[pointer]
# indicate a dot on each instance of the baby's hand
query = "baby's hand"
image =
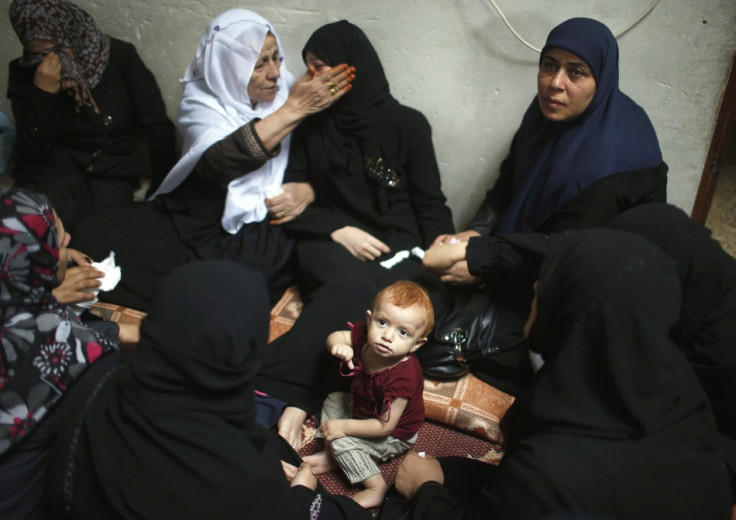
(332, 429)
(343, 352)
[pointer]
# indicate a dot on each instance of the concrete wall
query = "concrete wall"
(458, 63)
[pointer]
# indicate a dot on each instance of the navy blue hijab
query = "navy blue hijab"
(555, 161)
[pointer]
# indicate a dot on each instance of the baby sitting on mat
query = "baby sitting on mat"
(381, 416)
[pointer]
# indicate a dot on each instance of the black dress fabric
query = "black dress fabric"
(171, 433)
(559, 176)
(85, 160)
(371, 163)
(151, 239)
(706, 331)
(617, 425)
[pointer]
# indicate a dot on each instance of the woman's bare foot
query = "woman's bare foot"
(373, 494)
(290, 426)
(321, 462)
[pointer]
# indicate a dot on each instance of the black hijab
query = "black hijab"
(172, 432)
(607, 302)
(350, 128)
(707, 327)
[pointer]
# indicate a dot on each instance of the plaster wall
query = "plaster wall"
(458, 63)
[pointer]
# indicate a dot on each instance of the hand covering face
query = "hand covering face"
(45, 347)
(350, 128)
(69, 26)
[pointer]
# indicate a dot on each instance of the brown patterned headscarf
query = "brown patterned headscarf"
(67, 25)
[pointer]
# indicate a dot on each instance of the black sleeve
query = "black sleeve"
(517, 256)
(235, 155)
(37, 114)
(601, 203)
(424, 183)
(150, 112)
(498, 198)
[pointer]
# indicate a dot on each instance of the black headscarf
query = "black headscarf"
(707, 326)
(607, 302)
(617, 423)
(350, 127)
(172, 433)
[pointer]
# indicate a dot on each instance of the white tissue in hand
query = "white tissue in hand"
(272, 191)
(398, 257)
(111, 271)
(110, 279)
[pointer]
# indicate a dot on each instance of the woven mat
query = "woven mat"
(434, 439)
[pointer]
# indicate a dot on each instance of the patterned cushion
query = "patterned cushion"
(467, 404)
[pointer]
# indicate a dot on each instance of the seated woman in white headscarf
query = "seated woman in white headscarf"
(239, 105)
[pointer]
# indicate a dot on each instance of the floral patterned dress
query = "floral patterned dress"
(45, 347)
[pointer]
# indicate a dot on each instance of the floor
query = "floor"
(722, 215)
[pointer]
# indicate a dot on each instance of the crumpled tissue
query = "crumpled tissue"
(110, 280)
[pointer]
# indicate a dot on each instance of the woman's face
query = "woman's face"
(313, 62)
(262, 87)
(64, 239)
(565, 85)
(41, 46)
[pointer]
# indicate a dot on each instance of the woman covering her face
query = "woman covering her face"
(238, 107)
(45, 348)
(82, 101)
(377, 193)
(584, 152)
(171, 433)
(617, 424)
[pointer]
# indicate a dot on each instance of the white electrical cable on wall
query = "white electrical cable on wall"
(522, 40)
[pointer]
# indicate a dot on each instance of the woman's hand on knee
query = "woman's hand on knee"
(459, 274)
(294, 199)
(361, 244)
(301, 476)
(290, 426)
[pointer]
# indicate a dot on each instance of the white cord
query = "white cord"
(522, 40)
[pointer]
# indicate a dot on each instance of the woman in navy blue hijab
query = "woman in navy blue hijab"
(584, 153)
(560, 154)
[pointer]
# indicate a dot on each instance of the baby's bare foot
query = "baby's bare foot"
(370, 498)
(290, 426)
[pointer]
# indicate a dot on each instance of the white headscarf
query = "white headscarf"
(215, 103)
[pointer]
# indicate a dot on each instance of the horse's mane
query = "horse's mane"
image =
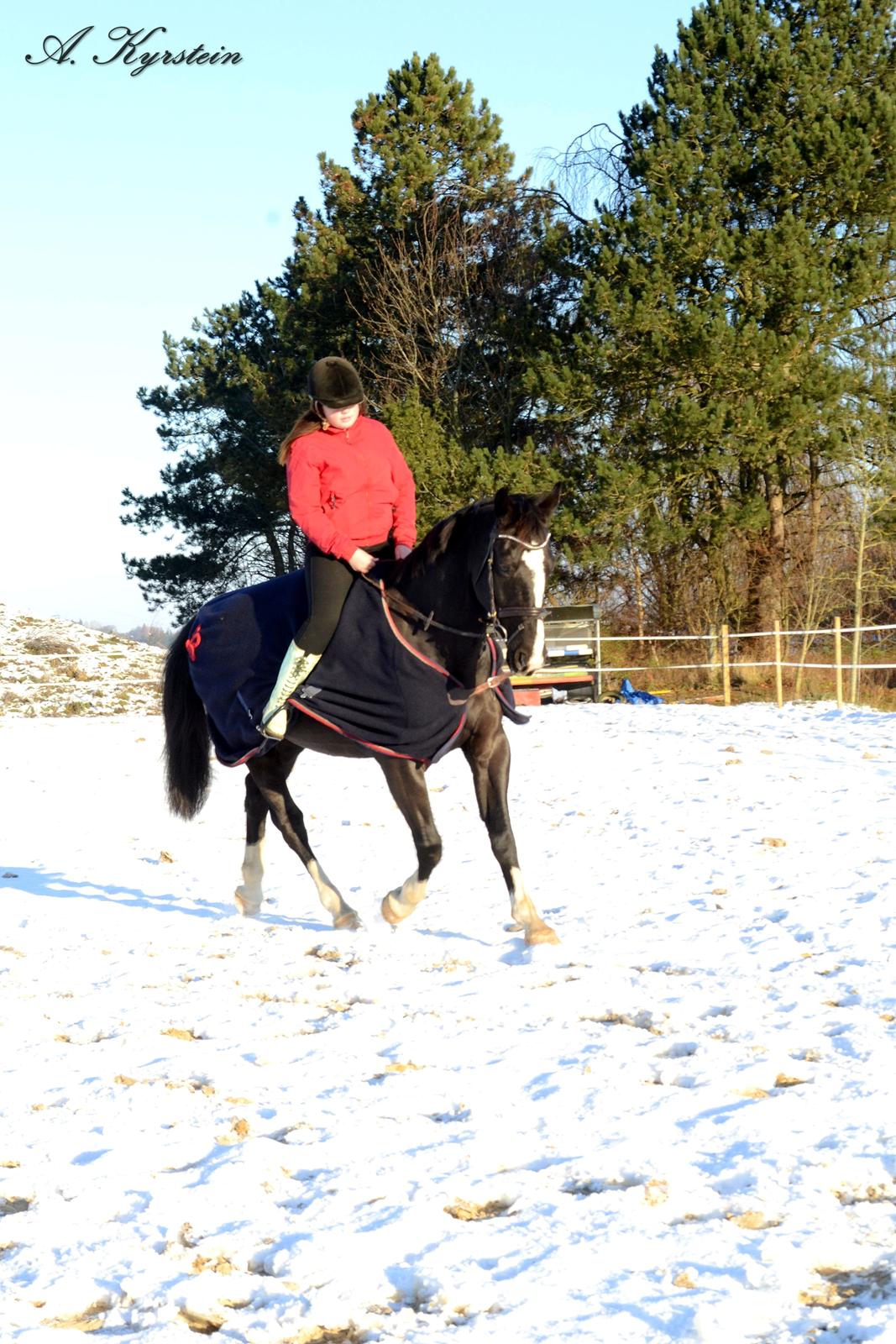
(438, 538)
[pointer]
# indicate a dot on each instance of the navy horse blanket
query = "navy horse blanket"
(369, 685)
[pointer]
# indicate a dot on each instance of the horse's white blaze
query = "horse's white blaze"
(249, 894)
(533, 562)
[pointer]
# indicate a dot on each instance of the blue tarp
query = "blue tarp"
(633, 696)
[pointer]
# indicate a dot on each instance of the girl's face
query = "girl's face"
(342, 418)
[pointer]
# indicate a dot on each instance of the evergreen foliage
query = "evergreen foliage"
(720, 366)
(705, 365)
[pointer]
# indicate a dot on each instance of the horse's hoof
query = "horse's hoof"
(244, 905)
(540, 933)
(390, 913)
(351, 920)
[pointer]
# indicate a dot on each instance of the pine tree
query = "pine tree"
(720, 351)
(423, 152)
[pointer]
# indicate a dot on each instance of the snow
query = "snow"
(679, 1124)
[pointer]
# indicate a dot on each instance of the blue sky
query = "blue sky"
(137, 202)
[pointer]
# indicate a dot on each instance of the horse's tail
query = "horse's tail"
(187, 741)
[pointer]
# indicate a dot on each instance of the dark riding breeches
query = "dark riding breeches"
(328, 581)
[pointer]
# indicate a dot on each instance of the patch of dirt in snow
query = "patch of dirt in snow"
(55, 669)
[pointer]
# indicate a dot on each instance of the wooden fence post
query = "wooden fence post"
(714, 655)
(726, 665)
(839, 660)
(856, 664)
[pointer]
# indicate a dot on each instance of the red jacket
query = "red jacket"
(349, 488)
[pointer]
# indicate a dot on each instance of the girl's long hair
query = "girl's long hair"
(307, 423)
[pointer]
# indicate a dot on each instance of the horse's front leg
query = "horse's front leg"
(269, 776)
(407, 785)
(488, 753)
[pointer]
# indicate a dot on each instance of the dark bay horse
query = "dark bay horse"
(484, 568)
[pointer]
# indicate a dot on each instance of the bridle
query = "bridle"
(493, 628)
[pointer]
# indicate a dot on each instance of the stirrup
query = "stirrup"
(296, 667)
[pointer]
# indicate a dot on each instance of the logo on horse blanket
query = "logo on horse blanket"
(369, 685)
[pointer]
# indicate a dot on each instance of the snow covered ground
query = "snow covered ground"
(678, 1126)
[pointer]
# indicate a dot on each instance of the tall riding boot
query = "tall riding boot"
(297, 665)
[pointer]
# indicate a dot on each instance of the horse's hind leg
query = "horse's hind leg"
(249, 893)
(407, 785)
(269, 774)
(488, 753)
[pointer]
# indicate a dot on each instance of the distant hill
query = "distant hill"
(50, 667)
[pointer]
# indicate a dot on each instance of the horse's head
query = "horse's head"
(521, 564)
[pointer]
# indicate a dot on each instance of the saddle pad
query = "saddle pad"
(237, 644)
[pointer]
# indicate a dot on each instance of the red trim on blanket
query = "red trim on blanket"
(231, 765)
(421, 658)
(371, 746)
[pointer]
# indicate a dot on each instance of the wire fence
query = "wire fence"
(578, 632)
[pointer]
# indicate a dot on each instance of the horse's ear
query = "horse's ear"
(546, 504)
(503, 507)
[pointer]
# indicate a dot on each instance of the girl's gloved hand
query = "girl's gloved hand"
(362, 561)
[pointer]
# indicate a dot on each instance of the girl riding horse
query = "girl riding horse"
(352, 495)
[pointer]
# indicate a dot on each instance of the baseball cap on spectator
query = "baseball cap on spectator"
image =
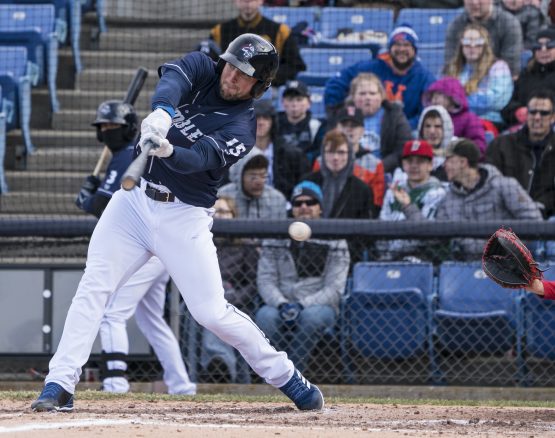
(264, 108)
(350, 113)
(418, 148)
(308, 188)
(462, 147)
(296, 88)
(403, 32)
(548, 32)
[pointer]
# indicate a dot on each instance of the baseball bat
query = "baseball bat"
(133, 173)
(133, 90)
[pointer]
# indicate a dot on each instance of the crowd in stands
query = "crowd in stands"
(399, 143)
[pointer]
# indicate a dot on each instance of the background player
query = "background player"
(145, 293)
(203, 122)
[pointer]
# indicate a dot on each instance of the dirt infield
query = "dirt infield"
(129, 418)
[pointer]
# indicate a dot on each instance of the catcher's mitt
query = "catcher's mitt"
(508, 262)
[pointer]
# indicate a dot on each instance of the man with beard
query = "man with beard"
(404, 77)
(529, 154)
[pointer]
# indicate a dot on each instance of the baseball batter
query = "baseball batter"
(203, 122)
(145, 293)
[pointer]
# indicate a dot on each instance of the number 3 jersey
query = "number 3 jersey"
(203, 120)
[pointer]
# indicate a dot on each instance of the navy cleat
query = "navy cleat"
(53, 398)
(306, 396)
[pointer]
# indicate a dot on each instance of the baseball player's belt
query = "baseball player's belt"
(157, 195)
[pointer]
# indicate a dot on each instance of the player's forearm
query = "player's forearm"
(169, 90)
(199, 158)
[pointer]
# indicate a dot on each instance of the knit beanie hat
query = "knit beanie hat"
(403, 32)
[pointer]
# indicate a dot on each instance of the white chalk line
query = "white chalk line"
(377, 426)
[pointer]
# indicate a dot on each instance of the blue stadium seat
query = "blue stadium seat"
(61, 8)
(429, 24)
(324, 63)
(386, 315)
(356, 19)
(68, 16)
(292, 16)
(19, 25)
(3, 184)
(16, 91)
(432, 59)
(473, 314)
(317, 107)
(539, 320)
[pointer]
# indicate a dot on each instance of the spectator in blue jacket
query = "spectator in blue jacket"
(403, 76)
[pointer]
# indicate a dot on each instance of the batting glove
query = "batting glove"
(157, 123)
(164, 149)
(289, 312)
(89, 187)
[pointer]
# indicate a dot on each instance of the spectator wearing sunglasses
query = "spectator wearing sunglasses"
(531, 19)
(345, 196)
(504, 30)
(486, 80)
(529, 154)
(538, 75)
(414, 196)
(301, 283)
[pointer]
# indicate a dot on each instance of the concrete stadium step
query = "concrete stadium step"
(94, 79)
(48, 138)
(78, 119)
(152, 39)
(192, 10)
(45, 182)
(34, 202)
(80, 99)
(120, 59)
(64, 159)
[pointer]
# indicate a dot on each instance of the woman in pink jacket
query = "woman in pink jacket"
(449, 93)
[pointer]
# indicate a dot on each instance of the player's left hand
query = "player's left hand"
(164, 149)
(157, 123)
(289, 312)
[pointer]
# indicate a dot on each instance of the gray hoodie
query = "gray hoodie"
(448, 132)
(270, 205)
(279, 280)
(499, 198)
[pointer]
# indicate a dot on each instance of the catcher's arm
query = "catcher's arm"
(536, 286)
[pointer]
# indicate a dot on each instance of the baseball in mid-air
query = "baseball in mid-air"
(299, 231)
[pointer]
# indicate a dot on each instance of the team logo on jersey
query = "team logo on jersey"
(248, 51)
(234, 147)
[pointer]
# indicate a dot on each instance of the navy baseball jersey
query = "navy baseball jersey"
(219, 131)
(112, 179)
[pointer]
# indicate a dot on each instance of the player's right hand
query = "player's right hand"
(156, 124)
####################
> Exercise brief:
Extract from the records above the lines from the one containing "# indicate a dot on each instance of the pine" to the one containing "# indicate a dot on each instance of the horse's tail", both lines included, exactly as they appear and with nothing else.

> Written response:
# indicate a dot on each instance of the pine tree
query = "pine tree"
(720, 351)
(423, 152)
[pointer]
# indicate a dot on each instance of the snow
query = "snow"
(679, 1124)
[pointer]
# indicate a dot on each instance of the blue sky
query = "blue sky"
(137, 202)
[pointer]
# indicate a dot on each instance of the horse's tail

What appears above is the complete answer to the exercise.